*** Opening Records shown ***

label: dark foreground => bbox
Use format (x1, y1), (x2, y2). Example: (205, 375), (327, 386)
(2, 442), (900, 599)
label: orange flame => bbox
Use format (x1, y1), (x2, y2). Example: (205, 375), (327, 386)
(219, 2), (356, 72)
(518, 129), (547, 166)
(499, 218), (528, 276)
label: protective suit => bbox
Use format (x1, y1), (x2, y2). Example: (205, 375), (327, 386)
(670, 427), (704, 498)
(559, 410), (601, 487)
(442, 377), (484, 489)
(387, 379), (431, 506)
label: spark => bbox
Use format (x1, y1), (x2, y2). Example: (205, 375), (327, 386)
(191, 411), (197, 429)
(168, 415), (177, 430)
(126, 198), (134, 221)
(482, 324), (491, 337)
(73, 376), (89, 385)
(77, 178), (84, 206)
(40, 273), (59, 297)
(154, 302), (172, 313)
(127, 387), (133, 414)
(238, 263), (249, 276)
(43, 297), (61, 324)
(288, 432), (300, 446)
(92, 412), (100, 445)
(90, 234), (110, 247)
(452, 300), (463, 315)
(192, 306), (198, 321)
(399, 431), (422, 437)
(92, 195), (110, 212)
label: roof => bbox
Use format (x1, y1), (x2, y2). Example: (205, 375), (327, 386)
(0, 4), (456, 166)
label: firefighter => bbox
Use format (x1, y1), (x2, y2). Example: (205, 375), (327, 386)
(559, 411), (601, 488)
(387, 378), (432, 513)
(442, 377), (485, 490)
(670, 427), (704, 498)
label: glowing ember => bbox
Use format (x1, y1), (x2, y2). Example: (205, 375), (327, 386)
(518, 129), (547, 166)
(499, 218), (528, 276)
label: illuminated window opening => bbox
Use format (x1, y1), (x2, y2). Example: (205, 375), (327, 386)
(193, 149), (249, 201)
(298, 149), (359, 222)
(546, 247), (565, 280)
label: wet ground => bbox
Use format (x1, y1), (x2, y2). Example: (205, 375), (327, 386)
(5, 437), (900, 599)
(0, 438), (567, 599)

*** Closing Records shown ***

## Work item
The answer consists of every entry, returned exactly.

## Response to this exercise
label: dark foreground => bbox
Use format (x1, y1), (x2, y2). Example: (205, 375), (327, 386)
(2, 442), (900, 599)
label: orange flame => bbox
Use format (x1, y1), (x2, y2). Example: (205, 375), (327, 386)
(219, 2), (356, 72)
(518, 129), (547, 166)
(499, 218), (528, 276)
label: protective suit => bbox
Use format (x1, y1), (x2, y2). Example: (205, 375), (327, 386)
(670, 427), (704, 498)
(559, 410), (601, 487)
(442, 377), (484, 489)
(387, 379), (431, 506)
label: spark => bbox
Use format (x1, y1), (x2, y2). Example: (205, 375), (327, 386)
(191, 411), (197, 429)
(168, 415), (177, 430)
(126, 198), (134, 221)
(482, 324), (491, 337)
(73, 376), (89, 385)
(77, 178), (84, 206)
(40, 273), (59, 297)
(154, 302), (172, 313)
(127, 387), (133, 414)
(238, 263), (249, 276)
(43, 297), (61, 324)
(288, 432), (300, 446)
(92, 412), (100, 445)
(90, 234), (110, 247)
(452, 300), (463, 315)
(192, 306), (198, 321)
(399, 431), (422, 437)
(92, 195), (110, 212)
label: roof => bbox
Use format (x1, y1), (x2, y2). Example: (205, 375), (327, 386)
(0, 4), (456, 166)
label: firefighter => bbox
Use format (x1, y1), (x2, y2). Example: (205, 375), (327, 386)
(559, 411), (601, 488)
(387, 378), (432, 513)
(442, 377), (485, 490)
(670, 427), (704, 498)
label: glowing ember => bbox
Use format (x1, y1), (x2, y2). Example: (205, 375), (327, 386)
(518, 129), (547, 166)
(499, 218), (528, 276)
label: illuminated window opening => bbox
Use format (x1, y1), (x2, y2). Example: (205, 375), (327, 386)
(193, 149), (249, 201)
(298, 149), (359, 222)
(546, 247), (565, 280)
label: wet ground => bbox
Use format (x1, y1), (x2, y2). Example: (205, 375), (327, 386)
(5, 437), (900, 599)
(0, 438), (567, 599)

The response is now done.